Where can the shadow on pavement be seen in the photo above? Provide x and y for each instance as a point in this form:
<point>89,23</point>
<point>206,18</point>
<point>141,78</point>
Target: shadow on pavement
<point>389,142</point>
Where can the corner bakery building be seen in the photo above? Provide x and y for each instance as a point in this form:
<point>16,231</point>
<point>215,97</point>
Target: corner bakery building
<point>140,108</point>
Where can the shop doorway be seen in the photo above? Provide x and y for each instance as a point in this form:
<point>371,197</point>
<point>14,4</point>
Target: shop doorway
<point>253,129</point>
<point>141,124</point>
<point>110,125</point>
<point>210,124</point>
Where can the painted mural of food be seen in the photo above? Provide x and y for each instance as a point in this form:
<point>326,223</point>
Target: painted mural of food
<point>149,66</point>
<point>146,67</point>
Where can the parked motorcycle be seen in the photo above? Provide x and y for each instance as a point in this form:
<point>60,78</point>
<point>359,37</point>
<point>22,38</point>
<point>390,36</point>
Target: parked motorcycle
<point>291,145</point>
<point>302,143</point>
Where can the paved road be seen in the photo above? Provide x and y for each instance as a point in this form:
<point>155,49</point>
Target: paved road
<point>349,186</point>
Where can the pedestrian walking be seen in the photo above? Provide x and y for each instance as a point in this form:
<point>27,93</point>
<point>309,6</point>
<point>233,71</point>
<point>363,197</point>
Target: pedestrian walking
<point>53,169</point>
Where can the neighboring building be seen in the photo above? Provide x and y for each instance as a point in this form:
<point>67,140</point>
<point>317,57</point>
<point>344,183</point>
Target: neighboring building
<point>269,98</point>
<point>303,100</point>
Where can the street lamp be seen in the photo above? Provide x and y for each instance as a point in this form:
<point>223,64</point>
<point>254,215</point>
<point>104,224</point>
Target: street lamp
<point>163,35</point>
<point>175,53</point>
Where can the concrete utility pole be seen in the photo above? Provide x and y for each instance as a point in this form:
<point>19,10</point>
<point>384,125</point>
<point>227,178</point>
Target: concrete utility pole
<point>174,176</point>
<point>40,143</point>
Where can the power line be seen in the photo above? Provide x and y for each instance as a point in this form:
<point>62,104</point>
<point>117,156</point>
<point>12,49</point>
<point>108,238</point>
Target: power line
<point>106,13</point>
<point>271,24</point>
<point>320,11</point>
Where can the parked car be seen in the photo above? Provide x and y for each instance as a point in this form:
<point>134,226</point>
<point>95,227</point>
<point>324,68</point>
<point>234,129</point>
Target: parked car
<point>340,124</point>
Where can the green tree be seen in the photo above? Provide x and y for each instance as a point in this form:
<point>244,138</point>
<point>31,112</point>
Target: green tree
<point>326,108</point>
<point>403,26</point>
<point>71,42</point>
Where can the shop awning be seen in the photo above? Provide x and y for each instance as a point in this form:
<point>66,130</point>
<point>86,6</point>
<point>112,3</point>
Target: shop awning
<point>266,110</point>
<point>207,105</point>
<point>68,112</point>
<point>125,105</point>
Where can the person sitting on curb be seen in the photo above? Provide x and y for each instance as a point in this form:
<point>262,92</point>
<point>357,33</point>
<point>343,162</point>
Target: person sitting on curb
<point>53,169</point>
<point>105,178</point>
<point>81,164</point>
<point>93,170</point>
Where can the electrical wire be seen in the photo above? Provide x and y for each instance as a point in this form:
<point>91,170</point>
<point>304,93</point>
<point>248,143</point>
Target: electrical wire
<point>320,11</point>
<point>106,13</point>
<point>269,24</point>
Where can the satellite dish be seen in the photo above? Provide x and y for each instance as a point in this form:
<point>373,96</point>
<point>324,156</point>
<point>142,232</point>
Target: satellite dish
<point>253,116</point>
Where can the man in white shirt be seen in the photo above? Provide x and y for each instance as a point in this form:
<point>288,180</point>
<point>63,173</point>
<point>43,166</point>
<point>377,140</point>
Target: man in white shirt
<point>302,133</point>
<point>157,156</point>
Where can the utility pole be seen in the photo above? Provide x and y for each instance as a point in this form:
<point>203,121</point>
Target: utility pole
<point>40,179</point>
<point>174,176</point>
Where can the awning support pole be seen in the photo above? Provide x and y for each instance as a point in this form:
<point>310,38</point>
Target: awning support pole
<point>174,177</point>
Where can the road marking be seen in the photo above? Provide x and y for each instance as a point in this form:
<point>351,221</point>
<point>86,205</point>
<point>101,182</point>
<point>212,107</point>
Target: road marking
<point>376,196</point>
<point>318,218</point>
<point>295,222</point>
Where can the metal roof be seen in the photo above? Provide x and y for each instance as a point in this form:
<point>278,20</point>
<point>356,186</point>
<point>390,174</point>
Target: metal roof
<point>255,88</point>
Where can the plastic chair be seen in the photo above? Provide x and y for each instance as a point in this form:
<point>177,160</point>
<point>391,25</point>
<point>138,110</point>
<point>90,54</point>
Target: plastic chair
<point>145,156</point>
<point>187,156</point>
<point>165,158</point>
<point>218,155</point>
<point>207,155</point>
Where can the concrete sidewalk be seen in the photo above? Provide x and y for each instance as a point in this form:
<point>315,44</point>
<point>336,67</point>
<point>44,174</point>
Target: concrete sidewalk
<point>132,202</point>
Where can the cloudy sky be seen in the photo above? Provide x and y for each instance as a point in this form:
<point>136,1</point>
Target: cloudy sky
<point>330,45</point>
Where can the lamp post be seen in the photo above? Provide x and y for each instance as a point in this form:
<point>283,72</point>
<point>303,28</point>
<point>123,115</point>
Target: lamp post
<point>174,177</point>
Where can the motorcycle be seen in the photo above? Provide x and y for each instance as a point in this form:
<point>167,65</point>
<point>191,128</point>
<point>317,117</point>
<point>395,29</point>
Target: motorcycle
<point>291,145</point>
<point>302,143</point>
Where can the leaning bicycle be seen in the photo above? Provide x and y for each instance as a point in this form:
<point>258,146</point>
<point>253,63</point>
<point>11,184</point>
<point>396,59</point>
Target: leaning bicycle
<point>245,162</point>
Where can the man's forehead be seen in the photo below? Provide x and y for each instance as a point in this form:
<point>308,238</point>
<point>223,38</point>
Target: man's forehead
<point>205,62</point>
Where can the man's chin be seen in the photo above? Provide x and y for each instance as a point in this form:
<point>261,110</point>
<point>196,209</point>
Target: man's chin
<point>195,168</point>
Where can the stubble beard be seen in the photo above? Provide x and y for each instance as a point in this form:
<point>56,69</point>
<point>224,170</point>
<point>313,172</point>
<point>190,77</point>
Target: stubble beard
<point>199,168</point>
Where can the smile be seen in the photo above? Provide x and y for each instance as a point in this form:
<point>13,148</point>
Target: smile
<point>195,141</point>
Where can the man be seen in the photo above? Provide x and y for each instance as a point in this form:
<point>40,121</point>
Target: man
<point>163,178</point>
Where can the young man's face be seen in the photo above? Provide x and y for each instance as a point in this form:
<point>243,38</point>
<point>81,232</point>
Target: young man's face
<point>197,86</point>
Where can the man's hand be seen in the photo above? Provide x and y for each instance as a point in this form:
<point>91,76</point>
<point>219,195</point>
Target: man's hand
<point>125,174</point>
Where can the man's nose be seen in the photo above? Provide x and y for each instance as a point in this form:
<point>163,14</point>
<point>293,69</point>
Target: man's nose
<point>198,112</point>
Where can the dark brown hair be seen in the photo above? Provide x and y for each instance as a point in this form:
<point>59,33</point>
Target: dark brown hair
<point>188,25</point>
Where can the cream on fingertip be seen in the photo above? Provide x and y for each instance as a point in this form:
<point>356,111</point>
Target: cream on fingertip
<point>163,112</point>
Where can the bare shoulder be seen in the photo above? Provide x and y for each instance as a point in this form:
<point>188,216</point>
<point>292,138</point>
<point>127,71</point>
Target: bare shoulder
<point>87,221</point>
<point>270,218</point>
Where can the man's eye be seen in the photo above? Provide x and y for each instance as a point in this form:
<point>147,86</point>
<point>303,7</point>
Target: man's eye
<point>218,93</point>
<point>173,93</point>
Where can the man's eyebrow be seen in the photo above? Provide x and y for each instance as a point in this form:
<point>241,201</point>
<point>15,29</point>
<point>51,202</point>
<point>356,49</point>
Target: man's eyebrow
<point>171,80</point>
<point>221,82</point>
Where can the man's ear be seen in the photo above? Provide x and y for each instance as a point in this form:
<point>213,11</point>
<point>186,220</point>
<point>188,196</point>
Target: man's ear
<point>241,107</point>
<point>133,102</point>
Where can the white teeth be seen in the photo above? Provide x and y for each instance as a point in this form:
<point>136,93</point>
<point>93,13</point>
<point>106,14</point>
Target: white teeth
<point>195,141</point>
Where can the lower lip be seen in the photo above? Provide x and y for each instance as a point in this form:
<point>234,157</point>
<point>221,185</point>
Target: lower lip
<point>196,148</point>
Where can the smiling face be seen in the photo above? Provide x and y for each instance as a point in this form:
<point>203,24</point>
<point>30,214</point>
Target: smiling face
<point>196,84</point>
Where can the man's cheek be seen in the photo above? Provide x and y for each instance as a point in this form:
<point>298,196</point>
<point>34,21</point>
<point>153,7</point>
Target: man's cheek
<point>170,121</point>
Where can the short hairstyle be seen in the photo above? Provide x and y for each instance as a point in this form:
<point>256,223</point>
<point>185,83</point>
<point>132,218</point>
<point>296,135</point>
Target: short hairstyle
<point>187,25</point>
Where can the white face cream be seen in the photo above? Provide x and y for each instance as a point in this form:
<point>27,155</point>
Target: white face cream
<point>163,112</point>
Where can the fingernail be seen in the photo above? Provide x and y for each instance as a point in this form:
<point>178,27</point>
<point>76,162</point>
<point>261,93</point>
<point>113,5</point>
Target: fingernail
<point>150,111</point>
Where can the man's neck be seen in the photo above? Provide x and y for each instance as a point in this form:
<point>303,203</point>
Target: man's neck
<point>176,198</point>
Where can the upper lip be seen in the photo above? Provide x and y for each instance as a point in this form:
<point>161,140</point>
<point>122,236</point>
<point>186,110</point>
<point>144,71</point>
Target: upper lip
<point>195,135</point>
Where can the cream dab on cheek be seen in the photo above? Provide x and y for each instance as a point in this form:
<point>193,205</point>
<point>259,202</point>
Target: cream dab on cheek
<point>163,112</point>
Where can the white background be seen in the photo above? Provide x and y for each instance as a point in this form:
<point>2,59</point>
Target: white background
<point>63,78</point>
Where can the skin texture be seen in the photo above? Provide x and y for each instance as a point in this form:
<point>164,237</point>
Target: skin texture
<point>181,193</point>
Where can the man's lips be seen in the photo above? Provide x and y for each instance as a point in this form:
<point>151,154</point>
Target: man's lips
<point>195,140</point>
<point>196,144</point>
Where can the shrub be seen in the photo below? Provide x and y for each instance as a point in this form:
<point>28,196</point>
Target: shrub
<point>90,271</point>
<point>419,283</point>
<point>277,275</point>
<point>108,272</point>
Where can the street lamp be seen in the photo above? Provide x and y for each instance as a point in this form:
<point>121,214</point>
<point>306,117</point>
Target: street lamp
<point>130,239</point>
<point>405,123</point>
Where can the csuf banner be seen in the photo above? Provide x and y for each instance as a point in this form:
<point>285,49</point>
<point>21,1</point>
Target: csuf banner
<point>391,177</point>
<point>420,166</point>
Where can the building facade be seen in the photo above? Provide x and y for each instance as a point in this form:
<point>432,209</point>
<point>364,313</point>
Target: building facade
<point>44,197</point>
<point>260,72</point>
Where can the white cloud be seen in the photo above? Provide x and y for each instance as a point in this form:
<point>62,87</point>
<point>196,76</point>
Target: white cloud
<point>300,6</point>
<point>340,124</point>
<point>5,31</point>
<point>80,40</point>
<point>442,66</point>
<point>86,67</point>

+++++

*YOUR OBJECTIVE*.
When a line in the material above includes the word "below", copy that line.

*RESULT OF THE TASK*.
Where can the man's forehead be seen in the photo below? Provide x and y for each instance as a point in this form:
Where can the shrub be seen in the photo below? Provide x and y for each instance as a point in this form:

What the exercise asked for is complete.